§ Task item
Reproduce the passage about Melina's fight with colon cancer word for word, in full.

::: Source document

Melina quit her job to stay home with her daughters and for the next nearly three years, Melina fought back against the cancer, enduring such things as a clinical trial that left her bedridden for five months and a trip to Germany for a new laser procedure to remove the lung nodules. She spent two weeks in California learning about organic and whole food nutrition, and traveled to cancer centers in Philadelphia and Virginia to see what they could offer.

Each new approach seemed to knock down the cancer for a while, only to have it rear its ugly head once again.

Like many cancer patients do during their fight, Melina started a web page. She called it “Melina’s Hope.” As an author who appreciates a really great opening thought, I loved the way Melina began the first page of her site: “You might think my hope is to preserve my earthly life…”

That’s exactly what I was thinking her hope would be. But that’s because I was thinking of her cancer diagnosis as the beginning of her story. She set me and all her readers straight right away by explaining “My story begins one Sunday morning in August 2002.

“What a beautiful day,” she writes. “It was the day I accepted the Lord Jesus into my heart. With that acceptance came a promise: if I trust the Lord with all my heart and acknowledge Him in all my ways, He would direct my paths—and that He did in my journey with colon cancer.”

And that is why Melina said her strongest hope was not to preserve her earthly life, “but more important than that, is my hope that my story changes but one heart to accept the love and protection that comes from our Lord Jesus Christ.”

“Trust in the Lord with all your heart and don’t depend on your own understanding. Seek his will in all you do and he will show you which path to take.” Proverbs 3:5

That was Melina’s favorite verse—the one on which she firmly staked her life and the one by which she squarely faced her death.

::::::
::: Available data

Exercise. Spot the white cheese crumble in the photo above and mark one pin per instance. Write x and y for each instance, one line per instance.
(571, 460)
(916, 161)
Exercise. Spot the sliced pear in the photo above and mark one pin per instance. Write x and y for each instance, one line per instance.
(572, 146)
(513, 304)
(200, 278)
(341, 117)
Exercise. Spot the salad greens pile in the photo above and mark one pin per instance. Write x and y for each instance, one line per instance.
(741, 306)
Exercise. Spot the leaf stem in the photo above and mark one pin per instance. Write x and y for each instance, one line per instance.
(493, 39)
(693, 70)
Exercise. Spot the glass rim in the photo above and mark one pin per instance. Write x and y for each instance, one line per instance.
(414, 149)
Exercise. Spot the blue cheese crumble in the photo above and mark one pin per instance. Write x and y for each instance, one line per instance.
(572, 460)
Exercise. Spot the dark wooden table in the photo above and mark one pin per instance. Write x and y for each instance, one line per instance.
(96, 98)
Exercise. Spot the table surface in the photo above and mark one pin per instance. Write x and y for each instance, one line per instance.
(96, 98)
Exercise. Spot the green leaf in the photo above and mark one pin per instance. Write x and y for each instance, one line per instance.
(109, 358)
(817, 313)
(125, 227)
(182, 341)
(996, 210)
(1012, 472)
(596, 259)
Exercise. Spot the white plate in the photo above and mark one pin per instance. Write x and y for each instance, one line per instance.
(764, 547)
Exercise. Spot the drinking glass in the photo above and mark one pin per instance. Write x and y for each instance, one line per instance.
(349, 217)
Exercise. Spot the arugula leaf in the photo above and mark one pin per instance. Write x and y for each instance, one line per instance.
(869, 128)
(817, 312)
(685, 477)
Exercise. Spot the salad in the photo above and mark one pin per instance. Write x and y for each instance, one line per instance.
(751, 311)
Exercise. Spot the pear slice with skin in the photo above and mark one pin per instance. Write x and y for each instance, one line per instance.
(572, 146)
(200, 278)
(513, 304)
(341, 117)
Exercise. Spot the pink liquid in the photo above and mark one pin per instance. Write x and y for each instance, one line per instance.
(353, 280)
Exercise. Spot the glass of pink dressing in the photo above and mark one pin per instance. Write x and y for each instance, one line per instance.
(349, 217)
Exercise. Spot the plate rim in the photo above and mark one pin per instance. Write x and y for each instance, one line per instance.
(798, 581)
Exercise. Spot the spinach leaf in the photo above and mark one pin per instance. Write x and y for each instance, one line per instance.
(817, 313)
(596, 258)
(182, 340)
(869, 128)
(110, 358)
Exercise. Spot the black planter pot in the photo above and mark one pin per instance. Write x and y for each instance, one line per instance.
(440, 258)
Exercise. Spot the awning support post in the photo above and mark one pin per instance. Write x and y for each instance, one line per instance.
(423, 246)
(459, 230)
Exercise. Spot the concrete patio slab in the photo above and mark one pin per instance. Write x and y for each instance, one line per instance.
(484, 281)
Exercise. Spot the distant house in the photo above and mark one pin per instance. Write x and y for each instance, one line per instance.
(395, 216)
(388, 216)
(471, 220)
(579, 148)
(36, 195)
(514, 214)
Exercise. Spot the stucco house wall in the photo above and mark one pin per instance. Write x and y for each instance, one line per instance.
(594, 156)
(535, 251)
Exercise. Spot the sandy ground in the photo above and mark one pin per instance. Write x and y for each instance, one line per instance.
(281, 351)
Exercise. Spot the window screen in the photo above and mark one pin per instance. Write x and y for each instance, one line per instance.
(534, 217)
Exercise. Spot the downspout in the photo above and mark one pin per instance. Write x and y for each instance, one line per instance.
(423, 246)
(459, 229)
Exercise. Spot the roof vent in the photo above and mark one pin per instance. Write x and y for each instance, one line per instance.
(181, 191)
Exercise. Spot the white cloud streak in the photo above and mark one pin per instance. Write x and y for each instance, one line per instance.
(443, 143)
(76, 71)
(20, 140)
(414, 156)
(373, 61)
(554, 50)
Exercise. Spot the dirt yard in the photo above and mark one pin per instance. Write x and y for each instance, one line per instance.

::::::

§ Your solution
Melina quit her job to stay home with her daughters and for the next nearly three years, Melina fought back against the cancer, enduring such things as a clinical trial that left her bedridden for five months and a trip to Germany for a new laser procedure to remove the lung nodules. She spent two weeks in California learning about organic and whole food nutrition, and traveled to cancer centers in Philadelphia and Virginia to see what they could offer.

Each new approach seemed to knock down the cancer for a while, only to have it rear its ugly head once again.

Like many cancer patients do during their fight, Melina started a web page. She called it “Melina’s Hope.” As an author who appreciates a really great opening thought, I loved the way Melina began the first page of her site: “You might think my hope is to preserve my earthly life…”

That’s exactly what I was thinking her hope would be. But that’s because I was thinking of her cancer diagnosis as the beginning of her story. She set me and all her readers straight right away by explaining “My story begins one Sunday morning in August 2002.

“What a beautiful day,” she writes. “It was the day I accepted the Lord Jesus into my heart. With that acceptance came a promise: if I trust the Lord with all my heart and acknowledge Him in all my ways, He would direct my paths—and that He did in my journey with colon cancer.”

And that is why Melina said her strongest hope was not to preserve her earthly life, “but more important than that, is my hope that my story changes but one heart to accept the love and protection that comes from our Lord Jesus Christ.”

“Trust in the Lord with all your heart and don’t depend on your own understanding. Seek his will in all you do and he will show you which path to take.” Proverbs 3:5

That was Melina’s favorite verse—the one on which she firmly staked her life and the one by which she squarely faced her death.